:: Your instructions ::
Extend the passage about Kendall's boyhood in the Pentecostal church, picking up right after its final sentence.

:: Page excerpt ::

To the church, the community was its world; the world outside was its enemy. In retrospect, Kendall says, he must have thought during this time that they "had God chained somewhere between Peters Mountain and the New River."

In this atmosphere - hearing church members nightly "speak in tongues," watching "dancing in the spirit" (the only dance allowed was a flat-foot style of mountain dance), witnessing the "casting out of devils" - it was small wonder that Kendall as a child found school monstrously dull.

His mother was embarrassed in her own Sunday school class when she found that her son was unable to read his lessons. She focused on teaching Eddie the Bible, and by the time he was in the fifth grade, he was reading on a ninth-grade level.

Kendall came to his 14th birthday dreaming of God, having read most of the Bible, fearing he would be lost and afraid his destiny would arrive before he was ready.

On the second Sunday in May 1961, a female prophet of the church came to Eddie during services and led him to the altar, where he knelt and felt his toughness and resistance break as though it was thin ice touched by the sun. He remembers responding with wild emotion, beginning to pray, to confess, to ask forgiveness.

He also remembers Miss Effie's triumphant words: "Praise God, you're going to be my little holy-roller preacher-boy!"

At age 15, he began to accompany Miss Effie on trips to other churches. She allowed him to deliver "sermonettes" ahead of her sermons and sometimes asked him to substitute for her when she was ill, or to take her place at funerals. At 17, Kendall was ordained a minister by the Pentecostal Holiness Church.

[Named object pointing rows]
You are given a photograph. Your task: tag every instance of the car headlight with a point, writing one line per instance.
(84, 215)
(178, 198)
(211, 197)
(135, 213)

:: Result of this task ::
Although he was offered scholarships when he finished high school, he bent to the elder church members' beliefs that education was unnecessary and instead went to work at an industry in Blacksburg.

Being thrust out into the "wicked" world was a shock. He recalls an instance of prejudice against his religion that cost him a job. He moved on to a lower-wage job as a laborer at National Gypsum in Narrows.

By now, Kendall was married, the father of one child, and was writing a controversial religious column for the Giles County paper, the Virginian Leader, titled first, "Holiness," and later, "For Crying Out Loud."

Then two Pembroke businessmen who owned a combination furniture-hardware store and a funeral parlor hired Eddie to learn the trades. After they sent him to embalming school, Kendall became a funeral director at age 23.

In 1984, he bought complete interest in the business.

Eddie and Fern Kendall still live in his grandmother's house in Narrows with their youngest daughter, Ashley. Of his two older daughters, Odessa became an artist, sculptor and teacher and is pursuing graduate work at Radford University, and Demetria has graduated from Concord College with a degree in history and political science and is aiming for law school.

Shakespeare tagged the undertakers of his time "dismal dealers," but Kendall figures he simply performs a job for people who find it too difficult to deal with themselves.

As for Kendall, he's at that point in his life where he can say, "It's been good to be alive."